(PROVIDED RECORDS)
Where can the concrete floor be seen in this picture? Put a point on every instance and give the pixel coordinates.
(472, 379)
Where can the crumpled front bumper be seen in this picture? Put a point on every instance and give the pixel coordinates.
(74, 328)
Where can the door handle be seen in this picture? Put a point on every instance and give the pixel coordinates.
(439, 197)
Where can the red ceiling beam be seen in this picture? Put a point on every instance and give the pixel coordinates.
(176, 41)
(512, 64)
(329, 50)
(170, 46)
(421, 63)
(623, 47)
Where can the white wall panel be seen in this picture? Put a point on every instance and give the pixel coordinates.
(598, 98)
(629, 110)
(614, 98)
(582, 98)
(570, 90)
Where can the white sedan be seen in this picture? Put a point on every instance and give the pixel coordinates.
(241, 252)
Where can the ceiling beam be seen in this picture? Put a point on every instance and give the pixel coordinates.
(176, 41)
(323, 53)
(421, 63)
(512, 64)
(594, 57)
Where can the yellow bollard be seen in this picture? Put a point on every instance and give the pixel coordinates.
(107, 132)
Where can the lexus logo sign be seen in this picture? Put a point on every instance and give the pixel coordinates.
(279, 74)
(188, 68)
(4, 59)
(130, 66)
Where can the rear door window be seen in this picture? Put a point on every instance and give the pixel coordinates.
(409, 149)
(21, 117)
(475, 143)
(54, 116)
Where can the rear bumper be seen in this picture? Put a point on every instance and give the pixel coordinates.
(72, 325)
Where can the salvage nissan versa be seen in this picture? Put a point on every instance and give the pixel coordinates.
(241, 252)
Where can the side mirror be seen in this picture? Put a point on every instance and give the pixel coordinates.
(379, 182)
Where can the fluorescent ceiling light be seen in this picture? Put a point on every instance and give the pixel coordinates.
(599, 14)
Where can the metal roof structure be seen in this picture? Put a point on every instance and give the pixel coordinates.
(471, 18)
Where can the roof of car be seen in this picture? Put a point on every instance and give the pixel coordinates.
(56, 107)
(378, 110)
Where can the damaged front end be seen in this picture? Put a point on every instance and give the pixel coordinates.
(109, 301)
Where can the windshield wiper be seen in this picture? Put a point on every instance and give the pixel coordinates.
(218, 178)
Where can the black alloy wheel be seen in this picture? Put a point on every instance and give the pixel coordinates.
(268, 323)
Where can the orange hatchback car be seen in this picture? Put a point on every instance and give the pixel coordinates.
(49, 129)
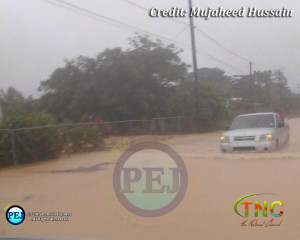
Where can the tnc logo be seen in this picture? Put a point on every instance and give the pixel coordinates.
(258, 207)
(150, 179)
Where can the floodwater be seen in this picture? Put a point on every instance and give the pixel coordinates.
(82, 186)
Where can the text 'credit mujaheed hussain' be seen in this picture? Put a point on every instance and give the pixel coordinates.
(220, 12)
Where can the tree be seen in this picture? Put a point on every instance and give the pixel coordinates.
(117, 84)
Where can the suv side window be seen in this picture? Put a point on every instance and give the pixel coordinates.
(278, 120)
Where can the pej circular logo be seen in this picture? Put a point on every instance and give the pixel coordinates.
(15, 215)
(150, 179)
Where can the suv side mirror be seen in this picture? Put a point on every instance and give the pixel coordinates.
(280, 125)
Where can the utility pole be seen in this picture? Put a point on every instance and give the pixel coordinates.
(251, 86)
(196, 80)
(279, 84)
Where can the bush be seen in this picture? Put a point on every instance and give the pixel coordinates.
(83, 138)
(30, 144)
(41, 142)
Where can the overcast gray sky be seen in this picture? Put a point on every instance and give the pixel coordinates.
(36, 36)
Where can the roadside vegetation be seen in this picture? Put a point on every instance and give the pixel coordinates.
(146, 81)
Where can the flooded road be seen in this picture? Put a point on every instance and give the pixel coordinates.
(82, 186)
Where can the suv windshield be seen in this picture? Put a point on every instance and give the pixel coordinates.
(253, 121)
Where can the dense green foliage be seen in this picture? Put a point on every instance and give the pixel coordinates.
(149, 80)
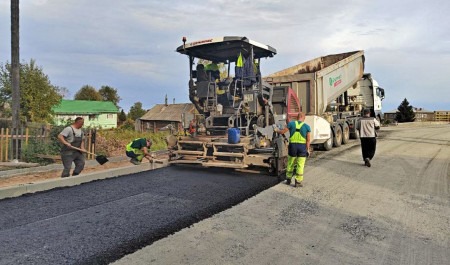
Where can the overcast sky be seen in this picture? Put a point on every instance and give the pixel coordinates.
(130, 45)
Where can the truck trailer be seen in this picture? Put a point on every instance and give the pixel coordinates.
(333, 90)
(End PROVIDED RECORDS)
• **GOAL OF THE EXERCISE**: What you write should match, word for word, the lines from the one containing "Where can the roadside" to the end of the listing, with both ends kept and the pictures left out.

• **REPLY TO THE TASK**:
Where can the roadside vegetation be seen in this picture? Put a point on every instance and give the pixel coordinates.
(146, 81)
Where can the flooded road be seen in this picture? Put a point on every instance and give the pixel coordinates.
(82, 186)
Where can the suv windshield be seen in this picture? Put a point on every instance and give the pixel coordinates.
(253, 121)
Where can the dense green foliage be seen in this picture? Put a point on every instance and give the pixel coordinates.
(149, 80)
Where can the overcast sky be seen in this picture? Put a point on every instance and give the pixel coordinates.
(130, 45)
Where can the truck trailer be seen in this picture? Put a point on every instance and give the pixel coordinates.
(333, 90)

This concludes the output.